What is being asked: Give back exactly the lines from the one containing "Reviewer note: every instance of the distant tree line" through the end of the records, including both, and no others.

Records provided:
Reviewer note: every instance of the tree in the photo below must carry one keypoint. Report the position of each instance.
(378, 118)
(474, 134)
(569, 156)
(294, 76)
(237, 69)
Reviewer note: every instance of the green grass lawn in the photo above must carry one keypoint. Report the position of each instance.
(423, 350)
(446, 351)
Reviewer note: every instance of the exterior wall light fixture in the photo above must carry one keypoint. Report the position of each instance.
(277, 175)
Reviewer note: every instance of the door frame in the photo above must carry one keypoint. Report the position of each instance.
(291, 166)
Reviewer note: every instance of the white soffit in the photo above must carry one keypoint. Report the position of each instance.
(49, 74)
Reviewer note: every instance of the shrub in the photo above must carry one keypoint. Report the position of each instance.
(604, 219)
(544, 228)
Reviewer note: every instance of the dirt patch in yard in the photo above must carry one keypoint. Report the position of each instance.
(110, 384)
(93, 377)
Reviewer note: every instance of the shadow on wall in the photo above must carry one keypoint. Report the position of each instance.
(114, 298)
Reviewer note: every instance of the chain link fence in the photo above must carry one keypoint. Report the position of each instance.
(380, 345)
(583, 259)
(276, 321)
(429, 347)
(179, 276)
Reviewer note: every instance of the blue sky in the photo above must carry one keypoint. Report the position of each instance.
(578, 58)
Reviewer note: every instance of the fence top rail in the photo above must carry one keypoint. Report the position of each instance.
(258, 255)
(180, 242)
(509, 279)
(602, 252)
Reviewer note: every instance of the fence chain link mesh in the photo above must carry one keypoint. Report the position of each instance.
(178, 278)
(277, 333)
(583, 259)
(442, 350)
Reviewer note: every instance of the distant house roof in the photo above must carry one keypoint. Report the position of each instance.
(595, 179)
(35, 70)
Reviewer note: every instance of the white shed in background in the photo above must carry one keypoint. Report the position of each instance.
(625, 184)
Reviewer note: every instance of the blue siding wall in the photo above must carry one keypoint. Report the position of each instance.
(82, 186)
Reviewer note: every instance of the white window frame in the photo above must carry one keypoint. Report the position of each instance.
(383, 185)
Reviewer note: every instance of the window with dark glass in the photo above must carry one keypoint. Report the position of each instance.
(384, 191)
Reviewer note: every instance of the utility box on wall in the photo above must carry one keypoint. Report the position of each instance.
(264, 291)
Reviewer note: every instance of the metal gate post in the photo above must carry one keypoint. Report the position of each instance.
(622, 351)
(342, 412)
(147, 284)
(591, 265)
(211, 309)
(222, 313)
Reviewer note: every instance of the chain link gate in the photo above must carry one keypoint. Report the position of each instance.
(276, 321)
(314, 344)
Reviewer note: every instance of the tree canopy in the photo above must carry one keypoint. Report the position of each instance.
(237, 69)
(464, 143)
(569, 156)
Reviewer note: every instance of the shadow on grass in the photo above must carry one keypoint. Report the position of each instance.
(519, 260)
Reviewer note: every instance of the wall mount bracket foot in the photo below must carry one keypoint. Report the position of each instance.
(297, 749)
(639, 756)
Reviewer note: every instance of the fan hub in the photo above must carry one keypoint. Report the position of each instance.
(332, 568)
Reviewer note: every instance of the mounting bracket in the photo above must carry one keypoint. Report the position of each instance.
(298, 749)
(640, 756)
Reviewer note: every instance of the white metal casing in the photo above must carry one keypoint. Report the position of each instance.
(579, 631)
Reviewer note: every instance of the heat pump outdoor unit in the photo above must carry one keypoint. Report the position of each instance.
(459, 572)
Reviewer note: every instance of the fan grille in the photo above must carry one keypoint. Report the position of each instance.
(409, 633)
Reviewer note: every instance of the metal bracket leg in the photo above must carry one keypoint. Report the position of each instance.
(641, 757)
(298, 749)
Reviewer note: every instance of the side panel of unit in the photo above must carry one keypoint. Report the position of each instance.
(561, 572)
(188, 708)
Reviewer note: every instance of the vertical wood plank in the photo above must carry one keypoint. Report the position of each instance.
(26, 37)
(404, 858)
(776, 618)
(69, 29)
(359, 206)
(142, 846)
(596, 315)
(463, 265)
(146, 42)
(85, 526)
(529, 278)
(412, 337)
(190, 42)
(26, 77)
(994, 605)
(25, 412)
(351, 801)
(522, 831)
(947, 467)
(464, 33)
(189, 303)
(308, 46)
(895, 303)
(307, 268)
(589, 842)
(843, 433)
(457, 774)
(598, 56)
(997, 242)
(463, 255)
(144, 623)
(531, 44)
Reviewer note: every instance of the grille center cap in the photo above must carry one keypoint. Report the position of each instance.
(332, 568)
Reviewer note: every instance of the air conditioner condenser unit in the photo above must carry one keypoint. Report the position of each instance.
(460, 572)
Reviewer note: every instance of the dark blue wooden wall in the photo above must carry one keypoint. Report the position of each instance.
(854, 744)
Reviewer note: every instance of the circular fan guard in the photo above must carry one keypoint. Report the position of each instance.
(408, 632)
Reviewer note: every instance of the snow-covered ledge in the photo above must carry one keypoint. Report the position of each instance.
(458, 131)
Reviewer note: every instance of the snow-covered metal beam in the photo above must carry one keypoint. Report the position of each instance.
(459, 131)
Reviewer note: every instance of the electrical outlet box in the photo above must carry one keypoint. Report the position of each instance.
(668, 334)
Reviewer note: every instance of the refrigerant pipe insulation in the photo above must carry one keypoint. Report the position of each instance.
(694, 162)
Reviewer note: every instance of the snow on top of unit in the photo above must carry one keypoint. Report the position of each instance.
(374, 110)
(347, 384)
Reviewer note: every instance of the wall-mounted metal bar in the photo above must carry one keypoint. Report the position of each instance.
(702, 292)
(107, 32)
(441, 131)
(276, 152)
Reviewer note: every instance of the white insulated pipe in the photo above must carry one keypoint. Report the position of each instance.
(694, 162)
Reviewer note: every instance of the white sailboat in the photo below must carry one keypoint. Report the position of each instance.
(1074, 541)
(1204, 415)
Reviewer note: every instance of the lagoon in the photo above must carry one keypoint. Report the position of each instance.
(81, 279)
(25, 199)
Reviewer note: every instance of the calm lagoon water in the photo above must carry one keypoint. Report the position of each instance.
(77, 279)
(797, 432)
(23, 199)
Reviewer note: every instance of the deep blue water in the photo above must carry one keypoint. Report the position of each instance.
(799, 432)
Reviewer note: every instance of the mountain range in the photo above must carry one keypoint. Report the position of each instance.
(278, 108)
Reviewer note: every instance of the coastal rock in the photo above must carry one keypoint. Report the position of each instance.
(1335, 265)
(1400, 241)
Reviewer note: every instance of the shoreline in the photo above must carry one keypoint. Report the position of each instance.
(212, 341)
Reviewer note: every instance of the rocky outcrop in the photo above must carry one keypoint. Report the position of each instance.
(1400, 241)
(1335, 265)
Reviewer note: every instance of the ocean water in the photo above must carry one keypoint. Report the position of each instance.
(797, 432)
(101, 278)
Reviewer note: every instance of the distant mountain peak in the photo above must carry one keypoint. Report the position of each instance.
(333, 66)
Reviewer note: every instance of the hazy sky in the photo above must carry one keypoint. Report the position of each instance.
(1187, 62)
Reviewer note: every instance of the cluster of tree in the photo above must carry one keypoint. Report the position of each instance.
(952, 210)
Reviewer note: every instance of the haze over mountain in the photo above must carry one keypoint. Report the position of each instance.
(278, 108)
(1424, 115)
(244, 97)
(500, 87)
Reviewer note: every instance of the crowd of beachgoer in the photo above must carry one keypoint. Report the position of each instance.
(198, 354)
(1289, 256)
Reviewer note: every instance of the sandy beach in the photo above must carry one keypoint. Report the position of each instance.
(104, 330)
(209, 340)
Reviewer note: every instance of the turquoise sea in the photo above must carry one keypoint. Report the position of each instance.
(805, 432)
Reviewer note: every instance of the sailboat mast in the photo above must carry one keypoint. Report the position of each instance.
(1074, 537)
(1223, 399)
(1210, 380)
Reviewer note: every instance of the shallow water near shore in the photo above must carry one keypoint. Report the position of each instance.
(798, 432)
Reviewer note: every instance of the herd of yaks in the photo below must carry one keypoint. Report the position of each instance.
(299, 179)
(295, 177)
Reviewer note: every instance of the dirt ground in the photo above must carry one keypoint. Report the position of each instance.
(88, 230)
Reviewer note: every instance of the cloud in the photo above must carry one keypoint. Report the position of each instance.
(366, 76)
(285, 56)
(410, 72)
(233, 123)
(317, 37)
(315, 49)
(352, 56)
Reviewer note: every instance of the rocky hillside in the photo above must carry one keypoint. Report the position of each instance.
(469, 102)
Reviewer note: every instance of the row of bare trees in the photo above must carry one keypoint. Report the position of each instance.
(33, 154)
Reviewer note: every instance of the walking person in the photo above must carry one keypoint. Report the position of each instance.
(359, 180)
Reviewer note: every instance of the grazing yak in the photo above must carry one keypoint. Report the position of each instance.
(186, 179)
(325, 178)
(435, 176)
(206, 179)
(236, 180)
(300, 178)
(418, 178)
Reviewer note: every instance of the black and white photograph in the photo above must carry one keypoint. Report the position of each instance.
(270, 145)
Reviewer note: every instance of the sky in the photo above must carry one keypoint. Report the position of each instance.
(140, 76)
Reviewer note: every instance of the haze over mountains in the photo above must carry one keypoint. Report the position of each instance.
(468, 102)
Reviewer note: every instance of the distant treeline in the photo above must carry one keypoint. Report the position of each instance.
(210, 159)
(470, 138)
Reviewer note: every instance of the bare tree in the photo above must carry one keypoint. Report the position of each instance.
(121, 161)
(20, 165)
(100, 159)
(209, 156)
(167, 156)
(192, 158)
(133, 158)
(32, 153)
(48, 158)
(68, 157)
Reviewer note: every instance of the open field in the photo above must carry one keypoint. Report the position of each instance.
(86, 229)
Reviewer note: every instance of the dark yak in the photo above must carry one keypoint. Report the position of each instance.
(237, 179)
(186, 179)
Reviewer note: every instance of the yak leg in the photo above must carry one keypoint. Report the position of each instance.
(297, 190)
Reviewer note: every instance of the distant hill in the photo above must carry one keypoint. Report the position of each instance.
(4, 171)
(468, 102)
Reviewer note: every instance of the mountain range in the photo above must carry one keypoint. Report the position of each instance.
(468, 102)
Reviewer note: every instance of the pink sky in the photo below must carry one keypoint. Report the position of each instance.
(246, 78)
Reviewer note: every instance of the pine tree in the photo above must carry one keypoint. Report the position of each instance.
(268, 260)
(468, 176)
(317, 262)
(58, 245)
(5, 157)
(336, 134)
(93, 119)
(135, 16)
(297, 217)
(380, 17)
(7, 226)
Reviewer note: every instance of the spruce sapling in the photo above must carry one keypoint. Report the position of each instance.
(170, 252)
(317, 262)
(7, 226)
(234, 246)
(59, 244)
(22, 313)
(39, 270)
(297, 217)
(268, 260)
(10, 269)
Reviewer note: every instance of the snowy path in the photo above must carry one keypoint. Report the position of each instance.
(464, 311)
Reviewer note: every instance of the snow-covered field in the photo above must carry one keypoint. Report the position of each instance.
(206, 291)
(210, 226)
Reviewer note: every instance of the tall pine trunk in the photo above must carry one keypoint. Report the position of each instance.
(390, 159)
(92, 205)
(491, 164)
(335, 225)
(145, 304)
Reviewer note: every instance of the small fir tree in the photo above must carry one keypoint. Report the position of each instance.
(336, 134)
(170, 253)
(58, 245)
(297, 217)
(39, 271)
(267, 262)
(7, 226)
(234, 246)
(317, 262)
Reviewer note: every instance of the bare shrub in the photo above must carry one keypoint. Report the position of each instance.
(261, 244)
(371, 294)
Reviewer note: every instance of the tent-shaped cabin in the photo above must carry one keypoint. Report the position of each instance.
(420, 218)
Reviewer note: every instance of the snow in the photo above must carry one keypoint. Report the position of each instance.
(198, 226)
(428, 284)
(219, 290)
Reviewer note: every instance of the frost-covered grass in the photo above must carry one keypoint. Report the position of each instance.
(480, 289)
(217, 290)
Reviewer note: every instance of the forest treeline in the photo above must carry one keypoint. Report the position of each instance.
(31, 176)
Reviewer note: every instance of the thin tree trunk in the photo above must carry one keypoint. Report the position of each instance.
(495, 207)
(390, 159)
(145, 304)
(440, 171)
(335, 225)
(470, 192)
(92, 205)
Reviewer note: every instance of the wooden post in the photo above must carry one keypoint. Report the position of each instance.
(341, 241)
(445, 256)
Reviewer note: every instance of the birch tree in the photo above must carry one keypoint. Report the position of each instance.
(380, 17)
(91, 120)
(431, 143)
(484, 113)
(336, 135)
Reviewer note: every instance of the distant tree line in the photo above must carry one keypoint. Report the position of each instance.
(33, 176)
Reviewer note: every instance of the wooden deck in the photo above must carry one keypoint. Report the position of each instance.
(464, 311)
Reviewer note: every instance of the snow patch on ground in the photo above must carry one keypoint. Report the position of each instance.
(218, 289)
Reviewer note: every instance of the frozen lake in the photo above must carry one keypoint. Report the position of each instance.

Result:
Reviewer note: every instance of the distant tree line in the photo above must carry one keypoint. Report the position of each instance.
(33, 176)
Reviewer note: every instance of the wooden deck in the photo above must carry one keypoint. Report the position of each instance.
(464, 311)
Reviewer note: every instance of the snow patch on ground in the photo above must carry one keypoint. Report the position of each instance.
(218, 289)
Reviewer note: every instance of the frozen lake in the photo above must carry one keypoint. Report the position of each instance.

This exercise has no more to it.